#### [Aim of the exercise]
Reproduce the material word for word; the images stay out.

**** Stored data

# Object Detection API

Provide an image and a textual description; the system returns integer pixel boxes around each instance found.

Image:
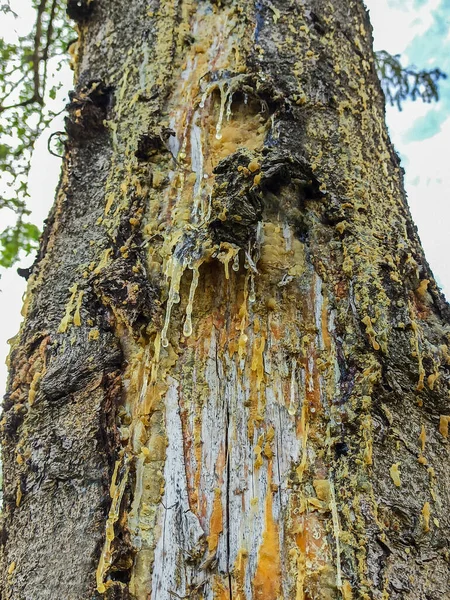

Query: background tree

[1,0,450,599]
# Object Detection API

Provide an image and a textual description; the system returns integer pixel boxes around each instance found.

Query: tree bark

[1,0,450,600]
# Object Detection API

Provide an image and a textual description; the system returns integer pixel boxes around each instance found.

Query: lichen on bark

[2,0,450,600]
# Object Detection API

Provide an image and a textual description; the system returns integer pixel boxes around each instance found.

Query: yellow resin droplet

[183,265,199,337]
[389,463,402,487]
[161,256,184,348]
[422,502,431,533]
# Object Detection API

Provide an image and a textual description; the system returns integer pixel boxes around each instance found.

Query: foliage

[375,50,447,110]
[0,0,73,267]
[0,0,446,267]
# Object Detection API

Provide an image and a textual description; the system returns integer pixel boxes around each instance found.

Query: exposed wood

[1,0,450,600]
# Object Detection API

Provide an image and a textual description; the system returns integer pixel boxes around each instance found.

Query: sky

[0,0,450,396]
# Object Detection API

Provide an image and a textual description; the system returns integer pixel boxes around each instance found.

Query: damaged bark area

[2,0,450,600]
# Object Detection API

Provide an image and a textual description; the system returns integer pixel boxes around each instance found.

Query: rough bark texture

[1,0,450,600]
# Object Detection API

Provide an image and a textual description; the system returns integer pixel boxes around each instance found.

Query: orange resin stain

[233,548,248,600]
[252,464,281,600]
[208,488,223,554]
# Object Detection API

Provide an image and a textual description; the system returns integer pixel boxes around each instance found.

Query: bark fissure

[1,0,450,600]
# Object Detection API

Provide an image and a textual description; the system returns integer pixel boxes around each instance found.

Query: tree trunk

[1,0,450,600]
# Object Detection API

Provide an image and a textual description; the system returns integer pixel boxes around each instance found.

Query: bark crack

[225,392,233,600]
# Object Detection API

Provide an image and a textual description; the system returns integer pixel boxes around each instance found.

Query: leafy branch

[0,0,73,267]
[375,50,447,110]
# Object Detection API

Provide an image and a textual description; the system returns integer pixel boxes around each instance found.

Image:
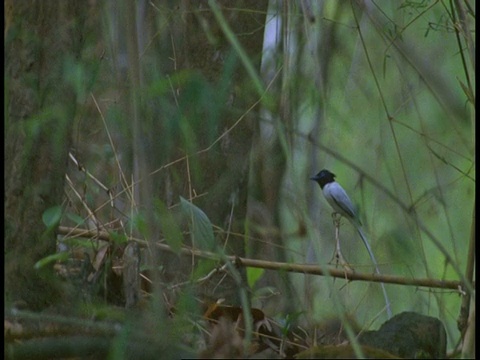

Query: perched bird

[310,169,392,318]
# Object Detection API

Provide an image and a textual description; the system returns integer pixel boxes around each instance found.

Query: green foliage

[247,267,265,289]
[34,251,71,270]
[154,199,183,254]
[42,205,62,229]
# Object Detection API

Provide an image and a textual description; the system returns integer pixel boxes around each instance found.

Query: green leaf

[180,196,215,251]
[155,200,183,254]
[65,213,85,225]
[247,267,265,289]
[42,205,62,229]
[110,231,128,244]
[34,251,70,269]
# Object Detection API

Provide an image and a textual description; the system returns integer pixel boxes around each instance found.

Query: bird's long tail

[354,224,392,319]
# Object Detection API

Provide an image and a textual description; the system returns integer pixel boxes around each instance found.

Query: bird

[310,169,392,319]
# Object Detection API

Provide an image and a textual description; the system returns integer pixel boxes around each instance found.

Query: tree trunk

[4,1,88,309]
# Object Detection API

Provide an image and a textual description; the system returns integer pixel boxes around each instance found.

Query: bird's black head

[310,169,335,189]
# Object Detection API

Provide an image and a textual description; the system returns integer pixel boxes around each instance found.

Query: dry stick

[57,226,464,294]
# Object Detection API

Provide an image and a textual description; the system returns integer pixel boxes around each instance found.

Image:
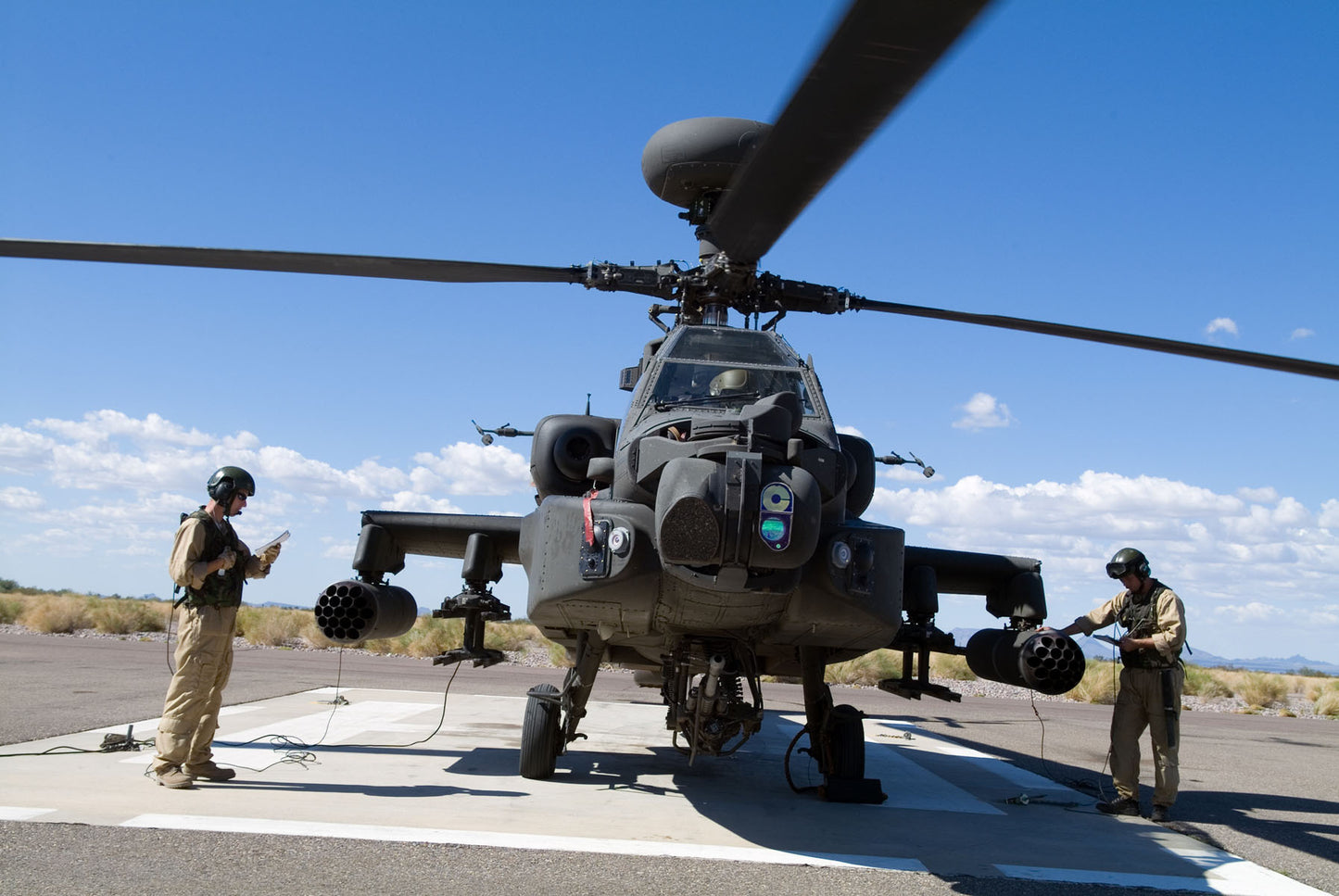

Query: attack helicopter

[0,0,1339,802]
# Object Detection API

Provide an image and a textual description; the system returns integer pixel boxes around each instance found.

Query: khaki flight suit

[1074,580,1185,806]
[153,511,269,773]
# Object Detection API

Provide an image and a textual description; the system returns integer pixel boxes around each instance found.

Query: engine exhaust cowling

[315,578,418,644]
[966,628,1087,695]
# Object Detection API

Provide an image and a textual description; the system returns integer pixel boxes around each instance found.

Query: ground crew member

[1059,548,1185,821]
[153,466,279,790]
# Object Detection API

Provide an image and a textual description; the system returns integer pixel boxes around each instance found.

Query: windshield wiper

[652,393,762,411]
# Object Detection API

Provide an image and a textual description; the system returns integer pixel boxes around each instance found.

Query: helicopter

[0,3,1335,801]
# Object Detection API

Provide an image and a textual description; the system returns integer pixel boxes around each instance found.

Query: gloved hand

[214,548,237,572]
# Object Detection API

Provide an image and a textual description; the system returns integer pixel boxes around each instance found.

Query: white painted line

[1164,845,1324,896]
[865,719,1089,801]
[995,851,1324,896]
[121,814,928,872]
[777,715,1004,815]
[121,700,440,766]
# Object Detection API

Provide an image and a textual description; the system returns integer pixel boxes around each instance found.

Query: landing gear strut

[788,647,888,802]
[521,632,604,781]
[433,532,512,667]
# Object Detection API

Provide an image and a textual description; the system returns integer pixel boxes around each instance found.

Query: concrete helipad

********

#### [Written answer]
# Object Detection API

Provide an image and a textual description; the system returns integer pixel boxes around each instance found.

Image:

Query: background tree

[1,0,450,599]
# Object Detection API

Provide an image and a textual description; the system returns integer pixel boxes around each instance found.

Query: tree bark

[1,0,450,600]
# Object Detection API

Provide an image and a textual description; the system returns integer pixel boxes around each instance found.

Query: lichen on bark

[2,0,450,600]
# Object Detection API

Provide an image and a textual description; the system returns integer pixel boxes around each instance found.

Query: yellow resin droplet

[183,265,199,337]
[389,463,402,487]
[161,256,184,348]
[422,502,431,533]
# Object Detection API

Provide an image and a textual description; the system returns integer pixel boxes around each instance found.

Query: foliage

[375,50,447,110]
[0,0,73,267]
[0,0,446,267]
# Object Detection API

Provide an image and a textual description; the system returns integer pixel boxes around each instance found.

Query: exposed wood

[1,0,450,600]
# Object Detection API

Provide an image and a textual description; the system returns integer pixel boxes around each instance found.

Query: sky

[0,0,450,396]
# Object Detection API

Provide an image and a textual description; the system returns integer pixel boxes around each instance found.

Query: damaged bark area

[2,0,450,600]
# Object Detection API

Provide an image and a textual description; the system returns integer pixel boxes around each instance found.

Query: rough bark texture

[1,0,450,600]
# Object Detection API

Provide an image and a textual description; the system returns integer pixel boxes around each instance found.

Query: orange resin stain

[233,548,248,600]
[252,464,281,600]
[208,488,223,554]
# Object Detection API

Provide an image and a textual description; the system returns integer pixel boxes around each instance found.

Query: bark fissure

[1,0,450,600]
# Object Detection API

Provide an image and a textual description; the system returns integer pixel boxes around each instance found.

Query: tree trunk

[1,0,450,600]
# Object Detection API

Provide an image and a textual description; the system returns integer pixel boxes around each instance found.

Query: bark crack

[225,392,233,600]
# Object Detection API

Provide an image and a textual description; the system returns integer pixel boxes around each instance found.

Query: leafy branch

[0,0,73,267]
[375,50,447,110]
# Object Detection API

Provide an image and a textual description; the system returns integer pixel boxes around each instance found.

Image:

Query: perched bird

[310,169,392,318]
# Object Detection API

Provide an image and a textual description; the system returns integer pixel boxes around each instance found.

Query: green foliage

[247,267,265,289]
[34,251,71,270]
[154,199,183,254]
[42,205,62,229]
# Object Detection API

Provide an image and a textual description; the system returns integer pixel boxes around each instance found.

Query: green leaf

[180,196,215,251]
[155,200,183,254]
[65,213,85,225]
[247,267,265,289]
[42,205,62,229]
[110,231,128,244]
[34,251,70,269]
# Object Detection API

Provide an image and a textual description; the system returns integer pixel boxes around each instance found.

Query: bird's long tail

[354,224,392,319]
# Object Detection API

Provide an image and a textual description; the system returns integer pixel boxes around each instance found.

Query: bird

[310,169,392,319]
# Object Detection API

Provide an image and a textual description; the system returns integer pixel boxes around each instance found.

Query: tree trunk

[4,1,88,309]
# Object Detection API

Provide an image and a textual description; the system returns integer pixel boxes around each instance found.

Query: bird's black head

[310,169,335,189]
# Object Detection API

Provide an image and a textual description; the system returns integer pixel boxes around each instance found.

Query: dry stick

[57,226,464,294]
# Object Detection API

Provide an image and a textual description; the system returns integer pixel boxes around each instance found.

Image:

Query: attack helicopter

[0,0,1339,802]
# Object Detection API

Provide an image and a textual description; the system returns integer pixel boxes around each instance found.

Query: khaki flight suit

[1074,580,1185,806]
[153,511,269,773]
# Object Detection API

Provide an image and a textual description; the system returns integer pixel boxes around each instance found.

Query: engine exhaust cowling

[315,578,418,644]
[966,628,1087,695]
# Object Detection API

Provide an image and a textual description; the system returns integer pixel boxes around each instance found.

Query: ground crew member

[1059,548,1185,821]
[153,466,279,790]
# Object Detection API

Provide an image and a textual description; the system returns integer pixel boxes around each instance found.

Query: windshield wiper

[652,393,762,411]
# Object Detection API

Provide an image and a textual description; the system returns integer pixel boxes around each instance found.

Query: helicopter

[0,3,1335,801]
# Object Detection API

Provide an image and a textual description; the system returns integer pixel boxes around each instance found.

Query: gloved hand

[214,548,237,572]
# Object Detection API

Provide an image and a textual description; the system returns integer pixel boxes around each instance found.

Query: white painted line

[1164,845,1324,896]
[865,719,1089,801]
[995,851,1324,896]
[121,814,928,872]
[777,715,1004,815]
[121,700,440,766]
# Object Detection API

Provide an image and a textual description; the system returns integer pixel boxes around each instance found.

Query: landing gear strut

[788,647,888,802]
[521,632,604,781]
[433,532,512,667]
# Object Detection API

Provide an image and a textual description; the system returns integer pixel boxes around each instance found.

Query: concrete helipad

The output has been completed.